▶ **Required tasks**:
(1) According to the text on comfort zone challenges, how long can the happiness boost from a gratitude visit last?
(2) Continue the text on comfort zone challenges from the point where it stops.

I find it helps to keep things in perspective.

The goal of pushing yourself to do comfort challenges isn’t to brag about how hardcore you are, right? At least that’s not the main objective. The point is to do memorable things that improve our lives.

So I look for adventurous comfort zone challenges that expand my capabilities in the right way, score me fulfilling anti-regrets, and leave me wanting more.

Here’s a positively uncomfortable collection of ideas.

Organize A Gratitude Visit

Here’s how Eric Barker summarizes this challenge on his blog.:

  1. Schedule a time to get together with someone who has been good to you.
  2. Write a letter of gratitude to them in advance.
  3. Meet with them and read it out loud.

It’s that simple — and oh-so-powerful. People often cry. And they never forget it. Studies show the happiness boost you get from this can last up to three months. Now that’s some ROI. And the bonus is you get to make someone special very happy as well.

Go Silent for a Day

Take inspiration from this quote in Kate Murphy’s book, You’re Not Listening, from a lady who had to go six weeks without speaking after throat surgery:

“If you can bear to do it for just twenty-four hours, you will learn to be a better listener. You will learn the unimportance of our words and the importance of other people’s words.”

Talk to a Stranger on the Bus

Our brains are wired for survival and procreation, not fulfillment, and society is interested in itself, not you. So we often don’t know what’s good for us.

For example, if you had to take the subway to work, do you think your ride would be more pleasant if you kept to yourself, maybe reading a good book or listening to a good podcast, or if you talked to the stranger beside you?

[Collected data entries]
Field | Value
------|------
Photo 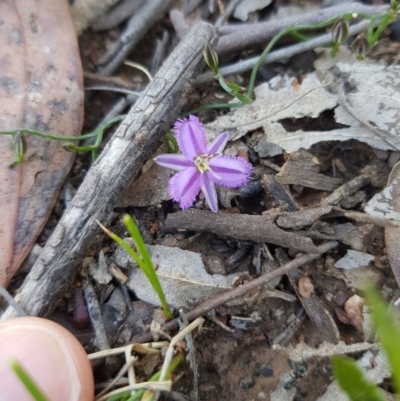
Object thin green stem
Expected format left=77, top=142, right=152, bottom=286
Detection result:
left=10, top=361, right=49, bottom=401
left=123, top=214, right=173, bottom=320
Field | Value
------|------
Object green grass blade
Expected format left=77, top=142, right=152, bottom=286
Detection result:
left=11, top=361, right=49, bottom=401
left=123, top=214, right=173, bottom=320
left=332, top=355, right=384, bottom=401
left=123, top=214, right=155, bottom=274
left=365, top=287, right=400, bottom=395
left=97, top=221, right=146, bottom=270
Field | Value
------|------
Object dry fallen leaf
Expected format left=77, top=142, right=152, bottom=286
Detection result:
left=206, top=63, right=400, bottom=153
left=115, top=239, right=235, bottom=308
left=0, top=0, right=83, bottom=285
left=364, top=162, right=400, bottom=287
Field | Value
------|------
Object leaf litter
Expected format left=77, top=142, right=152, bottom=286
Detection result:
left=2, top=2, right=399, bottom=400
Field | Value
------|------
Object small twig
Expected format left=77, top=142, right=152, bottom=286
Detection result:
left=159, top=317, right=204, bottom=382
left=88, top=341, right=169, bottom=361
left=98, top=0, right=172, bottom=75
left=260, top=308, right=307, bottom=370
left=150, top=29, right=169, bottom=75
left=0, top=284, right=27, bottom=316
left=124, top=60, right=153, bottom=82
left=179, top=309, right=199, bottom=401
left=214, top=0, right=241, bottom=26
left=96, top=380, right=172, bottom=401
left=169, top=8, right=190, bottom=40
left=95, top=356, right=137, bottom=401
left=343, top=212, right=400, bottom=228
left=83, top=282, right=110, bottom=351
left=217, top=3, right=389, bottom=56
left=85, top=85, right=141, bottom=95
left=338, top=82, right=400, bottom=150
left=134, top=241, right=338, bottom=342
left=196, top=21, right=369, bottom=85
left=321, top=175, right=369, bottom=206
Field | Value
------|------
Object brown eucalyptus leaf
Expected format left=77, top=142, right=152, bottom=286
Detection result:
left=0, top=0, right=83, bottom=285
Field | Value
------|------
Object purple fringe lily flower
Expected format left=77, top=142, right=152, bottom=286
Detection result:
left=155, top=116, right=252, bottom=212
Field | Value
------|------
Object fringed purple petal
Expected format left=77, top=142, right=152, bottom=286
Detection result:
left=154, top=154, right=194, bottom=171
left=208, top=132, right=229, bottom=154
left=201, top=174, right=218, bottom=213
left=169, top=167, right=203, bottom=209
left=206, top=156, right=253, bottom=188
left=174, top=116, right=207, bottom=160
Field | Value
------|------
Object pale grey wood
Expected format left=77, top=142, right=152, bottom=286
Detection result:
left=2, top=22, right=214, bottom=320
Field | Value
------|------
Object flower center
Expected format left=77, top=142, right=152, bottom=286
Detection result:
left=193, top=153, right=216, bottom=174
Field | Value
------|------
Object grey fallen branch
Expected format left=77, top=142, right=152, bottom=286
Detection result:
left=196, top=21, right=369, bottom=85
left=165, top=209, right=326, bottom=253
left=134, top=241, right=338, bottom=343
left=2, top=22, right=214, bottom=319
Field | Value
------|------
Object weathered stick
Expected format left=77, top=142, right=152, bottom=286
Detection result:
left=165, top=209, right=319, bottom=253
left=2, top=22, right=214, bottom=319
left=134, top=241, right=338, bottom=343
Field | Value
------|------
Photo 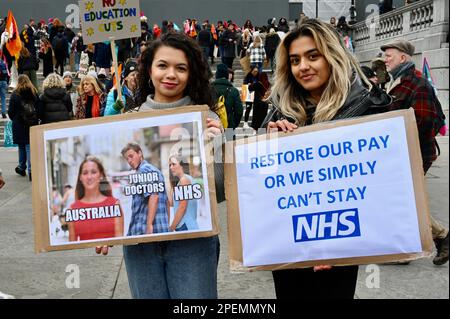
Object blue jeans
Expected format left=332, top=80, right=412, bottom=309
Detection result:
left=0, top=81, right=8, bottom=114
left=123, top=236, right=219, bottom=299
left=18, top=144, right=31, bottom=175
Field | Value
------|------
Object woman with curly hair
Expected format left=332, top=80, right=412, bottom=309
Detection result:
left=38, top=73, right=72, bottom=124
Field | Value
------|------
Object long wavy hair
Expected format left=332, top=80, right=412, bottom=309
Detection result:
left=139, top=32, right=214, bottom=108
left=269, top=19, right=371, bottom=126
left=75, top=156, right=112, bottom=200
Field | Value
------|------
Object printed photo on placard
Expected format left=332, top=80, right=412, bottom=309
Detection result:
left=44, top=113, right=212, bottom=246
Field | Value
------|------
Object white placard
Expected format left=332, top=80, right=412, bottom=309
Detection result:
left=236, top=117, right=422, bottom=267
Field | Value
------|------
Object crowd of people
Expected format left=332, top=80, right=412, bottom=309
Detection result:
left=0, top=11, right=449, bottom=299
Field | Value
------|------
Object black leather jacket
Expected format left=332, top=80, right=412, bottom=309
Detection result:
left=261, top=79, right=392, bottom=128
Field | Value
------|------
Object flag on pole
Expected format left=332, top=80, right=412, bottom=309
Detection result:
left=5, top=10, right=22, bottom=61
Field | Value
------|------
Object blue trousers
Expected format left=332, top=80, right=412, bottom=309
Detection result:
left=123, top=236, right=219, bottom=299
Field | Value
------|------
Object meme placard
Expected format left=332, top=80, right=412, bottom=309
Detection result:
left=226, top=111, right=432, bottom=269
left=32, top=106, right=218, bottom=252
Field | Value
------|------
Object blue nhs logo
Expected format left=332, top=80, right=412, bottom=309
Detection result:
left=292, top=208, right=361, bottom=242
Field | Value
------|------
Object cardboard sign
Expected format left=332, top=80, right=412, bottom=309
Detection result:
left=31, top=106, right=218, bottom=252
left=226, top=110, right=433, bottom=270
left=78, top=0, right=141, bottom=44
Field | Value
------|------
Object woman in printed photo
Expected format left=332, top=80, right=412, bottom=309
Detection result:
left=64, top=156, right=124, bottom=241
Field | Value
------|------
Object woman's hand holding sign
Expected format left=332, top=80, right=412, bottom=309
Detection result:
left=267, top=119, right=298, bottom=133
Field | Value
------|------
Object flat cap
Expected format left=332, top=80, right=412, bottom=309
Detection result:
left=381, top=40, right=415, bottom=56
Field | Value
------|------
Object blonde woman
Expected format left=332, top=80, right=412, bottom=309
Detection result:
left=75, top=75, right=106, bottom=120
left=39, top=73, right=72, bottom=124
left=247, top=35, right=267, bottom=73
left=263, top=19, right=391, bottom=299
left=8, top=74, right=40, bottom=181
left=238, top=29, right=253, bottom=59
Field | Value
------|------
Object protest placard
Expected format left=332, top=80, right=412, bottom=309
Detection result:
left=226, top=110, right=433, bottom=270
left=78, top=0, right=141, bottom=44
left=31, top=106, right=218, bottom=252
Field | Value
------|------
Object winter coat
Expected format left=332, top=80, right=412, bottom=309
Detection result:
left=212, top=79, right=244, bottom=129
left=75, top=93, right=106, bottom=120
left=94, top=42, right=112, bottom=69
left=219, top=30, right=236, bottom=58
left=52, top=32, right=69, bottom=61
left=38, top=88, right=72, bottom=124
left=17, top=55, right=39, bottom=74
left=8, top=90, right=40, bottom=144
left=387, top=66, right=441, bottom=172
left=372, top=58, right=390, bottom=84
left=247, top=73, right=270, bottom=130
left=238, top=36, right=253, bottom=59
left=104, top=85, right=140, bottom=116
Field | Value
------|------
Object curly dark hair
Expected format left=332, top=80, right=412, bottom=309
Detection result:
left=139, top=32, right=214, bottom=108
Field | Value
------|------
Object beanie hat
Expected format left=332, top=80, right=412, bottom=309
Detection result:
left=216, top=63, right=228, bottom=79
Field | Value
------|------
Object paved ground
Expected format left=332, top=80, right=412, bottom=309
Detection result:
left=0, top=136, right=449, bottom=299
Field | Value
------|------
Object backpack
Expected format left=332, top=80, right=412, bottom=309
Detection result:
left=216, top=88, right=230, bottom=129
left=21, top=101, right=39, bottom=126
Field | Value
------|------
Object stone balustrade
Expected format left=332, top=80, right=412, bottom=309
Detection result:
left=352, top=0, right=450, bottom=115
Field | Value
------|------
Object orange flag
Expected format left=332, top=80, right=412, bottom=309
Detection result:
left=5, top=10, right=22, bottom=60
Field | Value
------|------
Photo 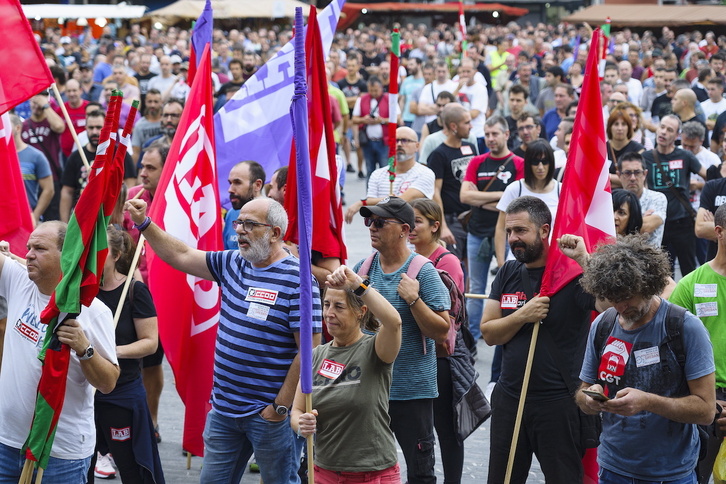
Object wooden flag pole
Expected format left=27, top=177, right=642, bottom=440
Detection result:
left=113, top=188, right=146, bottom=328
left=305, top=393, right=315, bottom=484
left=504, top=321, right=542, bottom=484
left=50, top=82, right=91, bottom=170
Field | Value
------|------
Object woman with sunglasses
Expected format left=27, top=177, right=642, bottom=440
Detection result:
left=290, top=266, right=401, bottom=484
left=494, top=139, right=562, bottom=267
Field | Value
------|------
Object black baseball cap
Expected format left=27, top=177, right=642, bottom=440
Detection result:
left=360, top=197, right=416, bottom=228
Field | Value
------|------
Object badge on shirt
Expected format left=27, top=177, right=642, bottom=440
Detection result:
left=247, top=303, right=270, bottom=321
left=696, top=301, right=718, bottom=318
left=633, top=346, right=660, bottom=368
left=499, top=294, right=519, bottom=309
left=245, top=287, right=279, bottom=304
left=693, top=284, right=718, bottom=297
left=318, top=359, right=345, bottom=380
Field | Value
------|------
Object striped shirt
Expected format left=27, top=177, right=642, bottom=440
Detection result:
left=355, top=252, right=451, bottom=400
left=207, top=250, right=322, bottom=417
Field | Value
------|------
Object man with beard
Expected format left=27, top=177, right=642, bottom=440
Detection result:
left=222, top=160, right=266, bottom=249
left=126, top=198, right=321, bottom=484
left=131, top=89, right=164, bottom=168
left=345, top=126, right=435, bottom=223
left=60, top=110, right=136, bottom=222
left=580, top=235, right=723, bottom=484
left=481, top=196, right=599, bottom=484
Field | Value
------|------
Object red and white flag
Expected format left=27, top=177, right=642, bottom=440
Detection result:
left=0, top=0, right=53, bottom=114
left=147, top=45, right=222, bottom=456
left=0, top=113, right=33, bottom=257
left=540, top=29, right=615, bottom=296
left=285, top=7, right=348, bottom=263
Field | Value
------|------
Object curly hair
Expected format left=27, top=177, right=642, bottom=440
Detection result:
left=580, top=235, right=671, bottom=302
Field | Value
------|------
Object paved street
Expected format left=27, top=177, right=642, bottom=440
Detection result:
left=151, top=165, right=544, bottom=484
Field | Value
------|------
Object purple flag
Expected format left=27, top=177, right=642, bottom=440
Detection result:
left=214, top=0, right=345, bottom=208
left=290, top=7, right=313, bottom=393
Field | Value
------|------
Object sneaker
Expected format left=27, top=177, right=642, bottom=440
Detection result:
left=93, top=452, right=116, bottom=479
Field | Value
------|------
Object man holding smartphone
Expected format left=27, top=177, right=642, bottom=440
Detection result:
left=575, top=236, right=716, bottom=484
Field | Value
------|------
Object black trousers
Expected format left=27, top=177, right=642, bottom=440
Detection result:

▶ **Answers by item**:
(1) Up to three months.

(2)
The overwhelming majority of us prefer the former. But psychologists Nicholas Epley and Juliana Schroeder led a study that shows the opposite is true. Here’s an excerpt from the excellent book, The Good Life:

Before the ride, people overwhelmingly predicted that talking to someone they didn’t know would be a bad experience, and that keeping to themselves would be much better. They were forecasting what would make them happy, and what would make them miserable. The actual experience, however, was the opposite of what they expected.

So, for a satisfying comfort zone challenge, quit believing what your brain tells you and talk to a stranger.

The Coffee Challenge

Entrepreneur Noah Kagan is famous for this one. Here’s how he summarizes it in a blog post of 7 Challenges To Help You Start A Business:

All you’ve gotta do is walk into a coffee shop (or tea shop, or just next time you buy anything) and ask for 10% off your purchase.

And then just wait for a reaction.

Lie Down In Public for 30 Seconds

YouTube video

Honestly, I’m not a fan of this challenge because it can cause discomfort to innocent bystanders.

But maybe I’m in the minority. It seems so, based on the millions of views this video gets and the fact that Till Gross built a [now defunct] “Comfort Zone Crusher” community and app off of its success.

Empty Pocket Walk

Go for a walk with no devices on you aside from that annoying brain of yours. Ideally, do it in nature. Even as I write this, it seems too easy. But I tend to find excuses not to. Whenever I force myself, it never ceases to delight me.

PS: No, hiding your phone in your bag or in the pocket of your poodle’s cute little sweater doesn’t cut it. You need the physical distance from your devices for the challenge to count.

Read an Unusual Book

If you’re not a reader, any book will do.

Otherwise, find a book with good reviews that is most unlike what you normally read and about a subject that means nothing to you.

Your best bet is to go to a bookstore and ask someone who works there to surprise you. All the better if doing so makes you uncomfortable.

If you live in Antarctica, here are two random books I enjoyed way more than I thought I would:

Listen to Everything by a Musician You Dislike

Here’s the pitch from Mike Sowden’s “Everything Is Amazing” newsletter.

Music is a compounding educational experience, and sometimes, what sounds Utterly God-Awful is really a reflection of your ignorance of what it’s trying to achieve inside your ears.

So, by this admittedly controversial way of thinking, if you force yourself to listen to music you hate, it is quite possible that you will come to appreciate it in a new way. This will help teach you that nothing in life is 100% bad.

PS: I did something similar for a food I really disliked, black licorice. Here’s that story, if you’re interested.

Freeze

Cold exposure is so hot right now in the self-help-o-sphere that I felt lukewarm about including it here. But it works. And it’s quick. So it belongs.

Choose your form of frigidness: an under-dressed winter walk, a shower, a plunge, or a stare from your mother-in-law.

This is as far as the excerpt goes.